3. Attention block (A-block): channel attention and spatial attention are learned in parallel by grouping feature maps along the channel axis to achieve more accurate attention to important information areas (such as 2.3.3).

Figure 4.

RA-CNN model.

Table 2.

The number of channels and output dimensions of each layer.

Layer name	Operate	Kernel size	Stride	Output size	Channels
Input				224 × 224	3
Top layer	conv2d	7 × 7	2	112 × 112	16
	Max Pool2d	3 × 3	2	56 × 56	16
	R-block1	$\left(\frac{\text{conv}2\text{d},1\times 1,4}{\begin{array}{c}\text{conv}2\text{d},3\times 3,4\\ \text{conv}2\text{d},1\times 1,16\end{array}}\right)\times 1$	1 1 1	56 × 56	16
Middle layer	R-block5	$\left(\frac{\text{conv}2\text{d},1\times 1,4}{\begin{array}{c}\text{conv}2\text{d},3\times 3,4\\ \text{conv}2\text{d},1\times 1,16\end{array}}\right)\times 1$	1 1 1	56 × 56	16
Bottom layer	RA-UNET			56 × 56	16
Top layer	R-block2	$\left(\frac{\text{conv}2\text{d},1\times 1,8}{\begin{array}{c}\text{conv}2\text{d},3\times 3,8\\ \text{conv}2\text{d},1\times 1,32\end{array}}\right)\times 1$	1 2 1	28 × 28	32
	R-block3	$\left(\frac{\text{conv}2\text{d},1\times 1,16}{\begin{array}{c}\text{conv}2\text{d},3\times 3,16\\ \text{conv}2\text{d},1\times 1,64\end{array}}\right)\times 1$	1 2 1	14 × 14	64
	R-block4	$\left(\frac{\text{conv}2\text{d},1\times 1,16}{\begin{array}{c}\text{conv}2\text{d},3\times 3,16\\ \text{conv}2\text{d},1\times 1,64\end{array}}\right)\times 1$	1 2 1	7 × 7	64
	Avg Pool2d	7 × 7	1	1 × 1	64
Output				4

2.3.1. R-Block

R-block is a basic residual block with judgment branches, which is made up of three BatchNorm2d-Relu-Conv2d layers and then distributed throughout the RA-CNN model to accomplish the general function of feature processing.

Figure 5 shows the structural details of the R-block, which was inspired by the ResNet to solve the “degradation” problem caused by very deep levels and designed a structure with a judgment function (the Exit? branch shown in Figure 5), which decides whether to retain more original feature information by setting different steps and channels, so the purpose of it is to ensure that the essential characteristics of the feature map will not be destroyed to the maximum extent. Therefore, we can set appropriate parameters for different needs, followed by the residual connection.

Figure 5.

R-block.

For the input X_R of R-block, the expected output R(X_R) can be expressed as

$$\begin{array}{c}R\left(X_R\right)=\left\{\begin{array}{c}{f}_i\left({\theta }^T\left({\sigma }_1\left(X_R\right)\right)\right)\oplus X_R\left(\text{i}\right),\hfill \\ f_i\left({\theta }^T\left({\sigma }_1\left(X_R\right)\right)\right)\oplus f_1\left({\theta }^T\left({\sigma }_1\left(X_R\right)\right)\right)\left(\text{ii}\right),\hfill \end{array}\right.\end{array}$$ (3)

> Parts of the exercise
A. In the RA-CNN model text, how many BatchNorm2d-Relu-Conv2d layers make up an R-block?
B. Continue the RA-CNN model text from the point where it ends.
The lines have no role in this work.

> Given records

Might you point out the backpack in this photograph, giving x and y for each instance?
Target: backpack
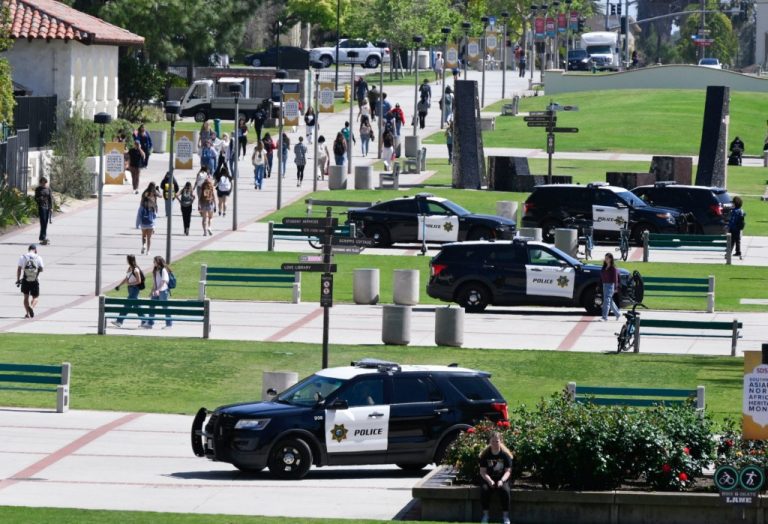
(31, 269)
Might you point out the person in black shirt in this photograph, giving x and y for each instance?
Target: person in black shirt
(495, 472)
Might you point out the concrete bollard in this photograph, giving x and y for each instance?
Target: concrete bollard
(567, 240)
(365, 286)
(405, 287)
(396, 325)
(507, 209)
(531, 232)
(412, 146)
(337, 177)
(449, 326)
(364, 177)
(277, 380)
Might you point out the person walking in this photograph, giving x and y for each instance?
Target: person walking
(736, 223)
(609, 276)
(146, 216)
(160, 290)
(135, 161)
(134, 278)
(206, 205)
(27, 278)
(300, 157)
(259, 162)
(44, 201)
(309, 122)
(186, 200)
(495, 472)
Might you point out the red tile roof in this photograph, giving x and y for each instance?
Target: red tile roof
(51, 20)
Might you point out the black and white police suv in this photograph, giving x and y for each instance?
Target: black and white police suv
(408, 219)
(518, 273)
(371, 412)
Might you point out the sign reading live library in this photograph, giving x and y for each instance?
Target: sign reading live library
(755, 409)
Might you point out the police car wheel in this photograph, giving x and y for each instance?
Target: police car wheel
(290, 459)
(473, 297)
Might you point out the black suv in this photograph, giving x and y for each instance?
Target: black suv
(520, 272)
(371, 412)
(549, 204)
(710, 207)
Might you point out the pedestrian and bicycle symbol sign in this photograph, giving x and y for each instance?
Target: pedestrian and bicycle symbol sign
(739, 486)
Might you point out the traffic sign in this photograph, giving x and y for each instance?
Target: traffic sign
(309, 221)
(316, 268)
(346, 241)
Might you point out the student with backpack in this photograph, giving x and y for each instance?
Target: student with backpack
(29, 268)
(134, 277)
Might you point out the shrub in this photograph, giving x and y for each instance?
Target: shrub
(563, 444)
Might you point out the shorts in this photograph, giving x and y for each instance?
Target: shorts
(30, 288)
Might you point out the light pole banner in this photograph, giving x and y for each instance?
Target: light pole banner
(755, 408)
(183, 148)
(451, 56)
(114, 163)
(326, 97)
(473, 49)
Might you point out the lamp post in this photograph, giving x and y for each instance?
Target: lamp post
(505, 17)
(101, 119)
(446, 31)
(280, 75)
(484, 20)
(466, 26)
(352, 54)
(417, 39)
(172, 110)
(234, 90)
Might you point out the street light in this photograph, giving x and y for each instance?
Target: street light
(484, 20)
(505, 17)
(172, 110)
(446, 31)
(417, 39)
(234, 90)
(352, 54)
(466, 26)
(101, 119)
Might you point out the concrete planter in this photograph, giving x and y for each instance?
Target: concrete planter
(441, 500)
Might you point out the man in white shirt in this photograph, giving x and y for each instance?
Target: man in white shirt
(29, 267)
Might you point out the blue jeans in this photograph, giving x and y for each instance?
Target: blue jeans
(133, 294)
(163, 297)
(608, 303)
(258, 175)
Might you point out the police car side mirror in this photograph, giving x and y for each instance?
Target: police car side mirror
(338, 404)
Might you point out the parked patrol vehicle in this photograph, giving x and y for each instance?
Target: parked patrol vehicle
(371, 412)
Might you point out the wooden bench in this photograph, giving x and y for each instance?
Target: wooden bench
(683, 242)
(681, 287)
(698, 325)
(38, 378)
(248, 277)
(393, 177)
(156, 310)
(283, 232)
(635, 397)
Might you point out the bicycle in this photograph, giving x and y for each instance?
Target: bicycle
(585, 233)
(626, 336)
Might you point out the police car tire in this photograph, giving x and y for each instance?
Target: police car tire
(300, 455)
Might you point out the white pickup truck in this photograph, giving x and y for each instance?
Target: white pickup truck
(367, 54)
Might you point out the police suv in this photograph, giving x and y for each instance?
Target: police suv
(371, 412)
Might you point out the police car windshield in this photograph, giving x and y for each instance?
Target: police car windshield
(310, 391)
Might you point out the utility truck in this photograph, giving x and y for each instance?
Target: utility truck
(603, 48)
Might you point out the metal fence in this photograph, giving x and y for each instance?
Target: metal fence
(14, 160)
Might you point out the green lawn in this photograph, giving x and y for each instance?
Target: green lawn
(637, 121)
(174, 375)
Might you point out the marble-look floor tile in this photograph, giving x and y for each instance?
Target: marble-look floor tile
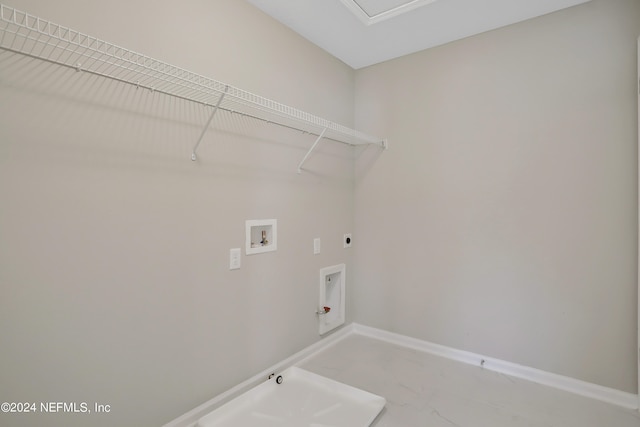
(423, 390)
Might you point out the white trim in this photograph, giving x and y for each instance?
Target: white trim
(582, 388)
(191, 418)
(579, 387)
(638, 276)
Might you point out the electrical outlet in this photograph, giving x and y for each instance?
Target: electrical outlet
(234, 258)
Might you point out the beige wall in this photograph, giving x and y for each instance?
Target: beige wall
(503, 218)
(114, 246)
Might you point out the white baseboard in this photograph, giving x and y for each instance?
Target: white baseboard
(583, 388)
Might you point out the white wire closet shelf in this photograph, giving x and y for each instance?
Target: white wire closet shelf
(38, 38)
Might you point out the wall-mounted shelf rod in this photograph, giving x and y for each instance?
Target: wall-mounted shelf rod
(310, 150)
(213, 113)
(35, 37)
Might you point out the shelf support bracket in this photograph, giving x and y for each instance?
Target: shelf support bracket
(313, 147)
(213, 113)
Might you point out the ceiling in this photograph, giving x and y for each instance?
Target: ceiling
(366, 32)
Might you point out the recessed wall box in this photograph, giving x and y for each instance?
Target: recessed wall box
(261, 236)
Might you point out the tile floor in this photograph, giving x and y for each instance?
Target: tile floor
(423, 390)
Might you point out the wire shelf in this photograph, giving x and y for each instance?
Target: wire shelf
(35, 37)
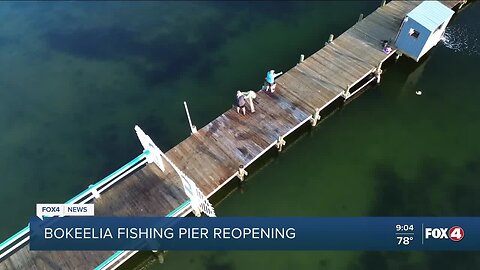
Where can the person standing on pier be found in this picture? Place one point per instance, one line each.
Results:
(240, 102)
(250, 96)
(270, 79)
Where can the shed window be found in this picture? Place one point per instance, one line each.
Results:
(413, 33)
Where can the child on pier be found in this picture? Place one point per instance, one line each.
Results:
(250, 96)
(240, 102)
(270, 80)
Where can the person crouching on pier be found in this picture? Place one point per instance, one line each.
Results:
(270, 80)
(240, 102)
(250, 96)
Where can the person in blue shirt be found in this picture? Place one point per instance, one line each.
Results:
(270, 79)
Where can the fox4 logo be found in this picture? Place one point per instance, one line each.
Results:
(455, 233)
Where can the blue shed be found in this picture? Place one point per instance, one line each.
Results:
(422, 28)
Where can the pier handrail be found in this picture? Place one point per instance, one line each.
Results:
(112, 259)
(92, 191)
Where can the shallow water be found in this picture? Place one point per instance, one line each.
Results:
(76, 77)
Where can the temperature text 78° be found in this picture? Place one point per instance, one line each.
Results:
(404, 240)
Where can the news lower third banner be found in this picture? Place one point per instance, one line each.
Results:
(251, 233)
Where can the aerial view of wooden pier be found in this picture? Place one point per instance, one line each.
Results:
(153, 183)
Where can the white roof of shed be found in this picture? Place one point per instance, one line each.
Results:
(431, 14)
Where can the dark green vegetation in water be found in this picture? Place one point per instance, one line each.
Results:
(76, 77)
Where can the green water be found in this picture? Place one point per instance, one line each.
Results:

> Task-by-task answers
A. Three.

B.
where f_i(∙) is the i^th BatchNorm2d-Relu-Conv2d operation, θ is a convolution operation, σ₁(∙) is a ReLU function, and ⊕ denotes the element-wise sum. In the Exit? process of judgment, when the number of input and output channels is equal or the convolution step is 1, the flow is shown in process (i) of Figure 5 and the expected output R(X_R) is shown in the formula 3-(i). If not, the flow is shown in process (ii) in Figure 5 and the expected output R(X_R) is shown in formula 3-(ii). Then the final output feature map R(X_R) ∈ ℛ^C×H×W.

The R-block solves the problem of degradation and gradient disappearance through the residual connection with judging branches, which improves the network performance and reduces the feature dimension by changing the number of channels or stride in the branch structure.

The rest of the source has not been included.